Tâche courte 1 >> Relevez chaque ligne des enregistrements qui contient la chaîne « grass », en tenant compte de la casse.

Texte à lire >>
════════
Afin de garantir l’indépendance de la gestion du GRT, l'autorité de régulation ou toute autre autorité publique nationale compétente dispose d’un droit de veto sur les décisions concernant la nomination et la cessation prématurée des fonctions du directeur général et des membres du directoire du GRT, si de sérieux doutes surgissent quant à leur indépendance professionnelle. Ces dirigeants ne peuvent avoir aucun intérêt ni peuvent recevoir une quelconque indemnité d’aucune société affiliée à l’entreprise verticalement intégrée autre que le GRT. Leur rémunération ne doit pas dépendre d’autres activités de l'entreprise verticalement intégrée que celles du GRT. Ils ne peuvent assumer aucune responsabilité, directement ou indirectement, dans la gestion quotidienne d’une autre branche de l'entreprise verticalement intégrée. Après la cessation de leur activité au sein du GRT, ils ne pourront participer à aucune structure de l'entreprise verticalement intégrée, exerçant des fonctions de production ou de fourniture pour une période d’au moins trois ans.

Les conseils de surveillance et conseils d'administration des GRT sont soumis à des règles répondant à des exigences similaires. Ils doivent comporter des membres indépendants, nommés pour un mandat d'au moins cinq ans, après approbation par l'autorité de régulation ou toute autre autorité nationale publique compétente. Leurs présidents ne doivent participer à l’activité d’aucune branche de l'entreprise intégrée verticalement, exerçant des fonctions de production ou de fourniture.
════════
Tâche courte 2 >> D'après le texte sur l'indépendance du GRT, pour quelle durée minimale les membres indépendants des conseils de surveillance et d'administration sont-ils nommés ?
════════
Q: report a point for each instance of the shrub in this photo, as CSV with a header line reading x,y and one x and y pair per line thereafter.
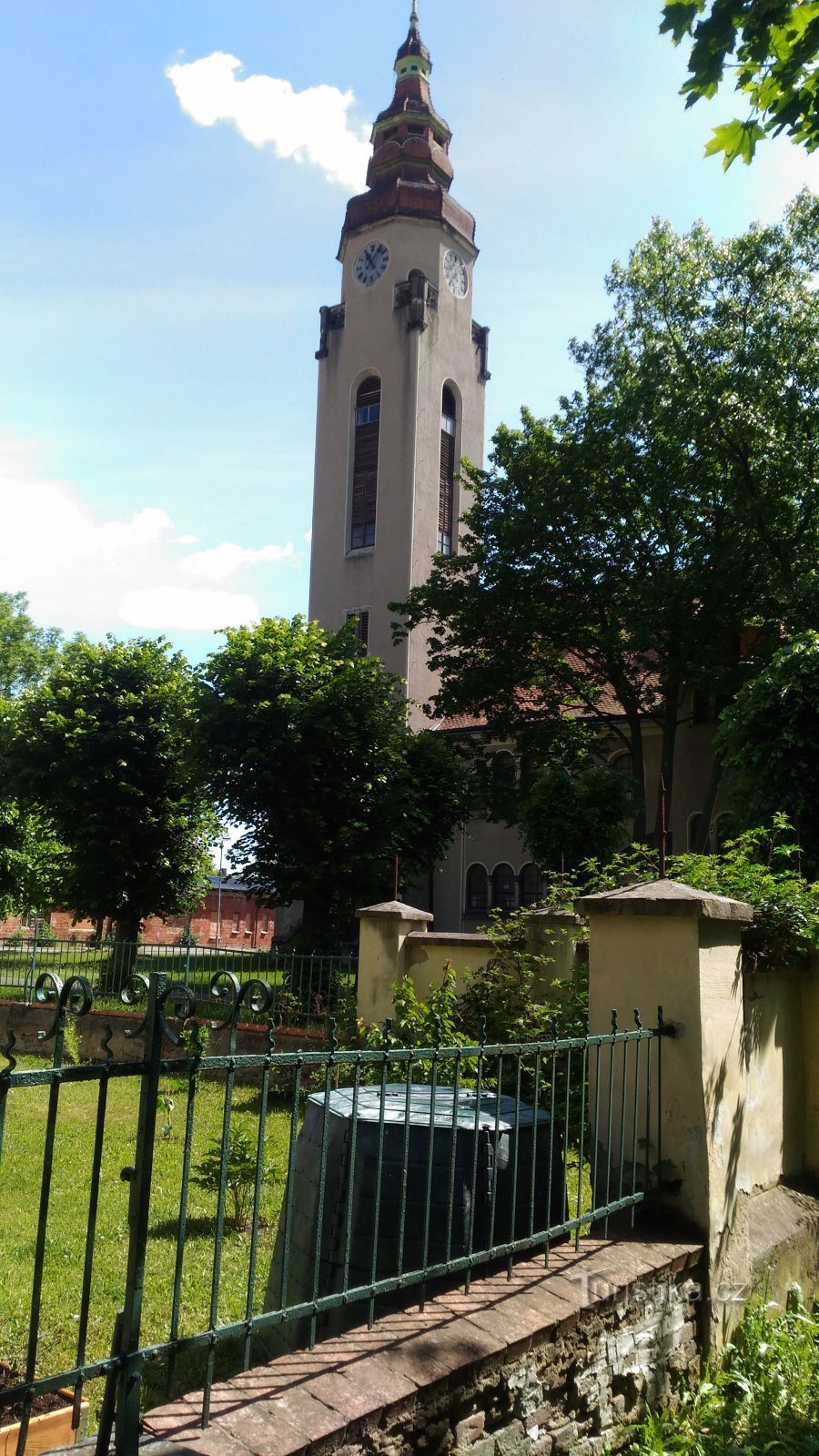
x,y
241,1174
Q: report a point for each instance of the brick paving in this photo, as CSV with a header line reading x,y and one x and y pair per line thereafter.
x,y
324,1397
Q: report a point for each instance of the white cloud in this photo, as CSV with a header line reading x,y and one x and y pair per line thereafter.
x,y
89,572
310,126
223,561
160,609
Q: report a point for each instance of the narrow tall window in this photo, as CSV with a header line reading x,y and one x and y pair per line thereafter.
x,y
446,488
504,890
477,890
361,622
366,465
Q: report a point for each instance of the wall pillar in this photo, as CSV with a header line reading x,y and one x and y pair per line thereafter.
x,y
383,931
668,944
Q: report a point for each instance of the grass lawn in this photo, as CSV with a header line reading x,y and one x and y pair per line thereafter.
x,y
21,1171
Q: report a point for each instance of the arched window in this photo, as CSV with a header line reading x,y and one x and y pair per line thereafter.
x,y
622,763
503,772
477,890
446,488
531,885
724,830
504,890
366,465
694,826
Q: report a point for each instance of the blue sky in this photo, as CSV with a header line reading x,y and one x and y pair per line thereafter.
x,y
160,271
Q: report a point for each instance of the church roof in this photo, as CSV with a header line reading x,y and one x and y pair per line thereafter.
x,y
410,172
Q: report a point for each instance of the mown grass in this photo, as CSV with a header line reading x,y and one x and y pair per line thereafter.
x,y
760,1397
21,1174
21,1177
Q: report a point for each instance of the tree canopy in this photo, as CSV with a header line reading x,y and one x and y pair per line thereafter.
x,y
770,47
615,553
768,742
26,652
308,746
104,747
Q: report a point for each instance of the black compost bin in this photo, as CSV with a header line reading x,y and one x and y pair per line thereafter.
x,y
428,1186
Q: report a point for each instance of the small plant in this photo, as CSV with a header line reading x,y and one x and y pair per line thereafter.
x,y
72,1056
760,1395
242,1165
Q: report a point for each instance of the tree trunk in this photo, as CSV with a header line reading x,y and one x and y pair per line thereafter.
x,y
702,844
123,957
639,775
671,720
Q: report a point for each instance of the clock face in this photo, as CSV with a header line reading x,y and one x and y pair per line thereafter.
x,y
372,264
455,274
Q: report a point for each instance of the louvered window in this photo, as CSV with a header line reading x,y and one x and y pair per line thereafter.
x,y
361,621
446,488
366,465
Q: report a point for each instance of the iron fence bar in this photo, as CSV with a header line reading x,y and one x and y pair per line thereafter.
x,y
552,1110
404,1169
581,1154
378,1190
91,1239
288,1188
474,1181
515,1162
43,1220
182,1225
261,1150
127,1414
535,1128
429,1187
636,1120
220,1208
351,1177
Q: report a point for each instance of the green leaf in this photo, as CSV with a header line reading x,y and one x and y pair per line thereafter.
x,y
736,138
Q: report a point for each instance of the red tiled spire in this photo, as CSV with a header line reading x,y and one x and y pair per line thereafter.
x,y
410,172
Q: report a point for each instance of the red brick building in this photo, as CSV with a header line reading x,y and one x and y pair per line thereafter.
x,y
228,916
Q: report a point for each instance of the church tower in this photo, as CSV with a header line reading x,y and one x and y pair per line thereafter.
x,y
402,371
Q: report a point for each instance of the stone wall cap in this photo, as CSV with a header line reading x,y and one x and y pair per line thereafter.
x,y
450,938
665,897
394,910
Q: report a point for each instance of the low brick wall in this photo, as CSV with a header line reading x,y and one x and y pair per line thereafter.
x,y
25,1021
550,1363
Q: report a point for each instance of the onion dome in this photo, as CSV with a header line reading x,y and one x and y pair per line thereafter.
x,y
410,172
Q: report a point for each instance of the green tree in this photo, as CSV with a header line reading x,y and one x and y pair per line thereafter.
x,y
26,652
770,47
768,742
104,747
615,553
567,817
308,746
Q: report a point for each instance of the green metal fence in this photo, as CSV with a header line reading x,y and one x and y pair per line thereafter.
x,y
567,1136
308,986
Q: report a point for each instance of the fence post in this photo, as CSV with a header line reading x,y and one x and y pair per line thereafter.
x,y
28,990
127,1424
668,944
383,931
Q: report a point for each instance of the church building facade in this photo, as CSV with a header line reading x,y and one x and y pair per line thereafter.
x,y
402,376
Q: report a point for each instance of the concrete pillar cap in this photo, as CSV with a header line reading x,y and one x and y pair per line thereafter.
x,y
665,897
394,910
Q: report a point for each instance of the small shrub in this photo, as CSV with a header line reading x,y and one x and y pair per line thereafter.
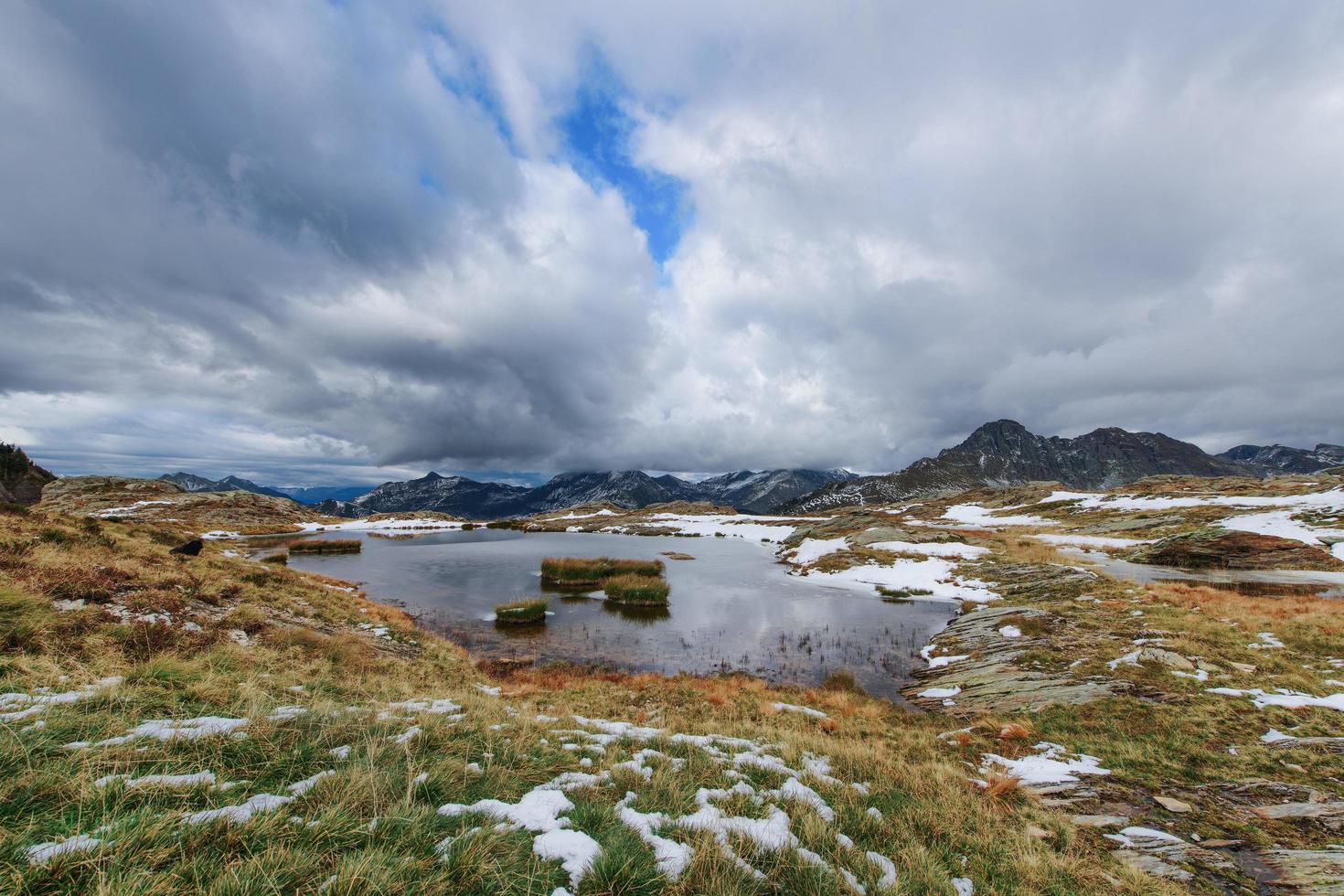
════════
Réponse 1 >>
Q: report a point for each instance of the grass lawn in this photo, as CSV with a header line reading x,y and one x and y pair per line thereafter.
Q: report a point for each instance of the mown grass in this photo, as CSV with a header line reading x,y and one x and y pair per line thereafter.

Réponse 2 >> Pour un mandat d'au moins cinq ans.